(Entrées d'un jeu de données de pointage)
==*==
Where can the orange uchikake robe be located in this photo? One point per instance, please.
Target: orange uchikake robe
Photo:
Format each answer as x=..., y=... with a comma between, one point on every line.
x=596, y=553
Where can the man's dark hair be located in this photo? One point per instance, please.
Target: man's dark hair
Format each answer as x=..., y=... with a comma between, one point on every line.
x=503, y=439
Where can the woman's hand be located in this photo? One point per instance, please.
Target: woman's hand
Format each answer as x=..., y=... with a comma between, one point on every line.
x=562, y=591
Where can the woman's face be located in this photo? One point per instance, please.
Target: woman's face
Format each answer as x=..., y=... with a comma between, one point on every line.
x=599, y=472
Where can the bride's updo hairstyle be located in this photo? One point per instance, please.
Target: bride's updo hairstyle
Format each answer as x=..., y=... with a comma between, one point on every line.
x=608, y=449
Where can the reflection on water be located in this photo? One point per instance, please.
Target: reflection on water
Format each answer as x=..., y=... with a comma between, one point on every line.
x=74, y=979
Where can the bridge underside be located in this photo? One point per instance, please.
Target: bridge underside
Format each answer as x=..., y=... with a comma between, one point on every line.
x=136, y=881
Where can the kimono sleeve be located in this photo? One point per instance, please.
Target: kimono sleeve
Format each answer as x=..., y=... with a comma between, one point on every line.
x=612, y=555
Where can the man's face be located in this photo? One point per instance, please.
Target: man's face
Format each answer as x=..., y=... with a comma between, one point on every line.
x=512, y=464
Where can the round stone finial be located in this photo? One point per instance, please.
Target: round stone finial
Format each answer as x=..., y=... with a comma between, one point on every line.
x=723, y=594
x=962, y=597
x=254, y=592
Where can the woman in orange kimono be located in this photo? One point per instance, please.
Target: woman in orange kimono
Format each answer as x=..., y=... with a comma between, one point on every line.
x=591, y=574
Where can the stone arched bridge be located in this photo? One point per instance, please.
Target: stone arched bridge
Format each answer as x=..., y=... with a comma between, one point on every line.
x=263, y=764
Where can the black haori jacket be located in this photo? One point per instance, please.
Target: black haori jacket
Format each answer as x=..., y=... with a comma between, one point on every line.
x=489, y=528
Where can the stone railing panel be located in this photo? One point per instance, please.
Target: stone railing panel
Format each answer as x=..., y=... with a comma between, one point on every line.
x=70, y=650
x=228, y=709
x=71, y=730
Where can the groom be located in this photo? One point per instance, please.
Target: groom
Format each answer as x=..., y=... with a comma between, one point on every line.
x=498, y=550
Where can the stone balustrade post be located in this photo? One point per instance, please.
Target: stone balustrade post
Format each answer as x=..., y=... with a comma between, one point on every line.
==*==
Consigne ::
Recopiez les lignes de la liste en remplaçant « round stone finial » par « spherical stone finial » et en laissant tout le reste intact. Commencez à la ligne qui contient « Where can the kimono » et arrêtez-vous après celle qui contient « x=254, y=592 ».

Réponse ::
Where can the kimono sleeve be located in this photo? One point per instance, please.
Target: kimono sleeve
Format each answer as x=..., y=... with a comma between, one point on every line.
x=612, y=555
Where can the man's face be located in this photo? One point per instance, please.
Target: man's face
Format each answer as x=..., y=... with a comma between, one point on every line.
x=512, y=464
Where can the spherical stone finial be located in this photo? One point per instance, please.
Target: spherical stone finial
Format each answer as x=..., y=... with a comma between, one point on every line.
x=723, y=594
x=962, y=597
x=254, y=592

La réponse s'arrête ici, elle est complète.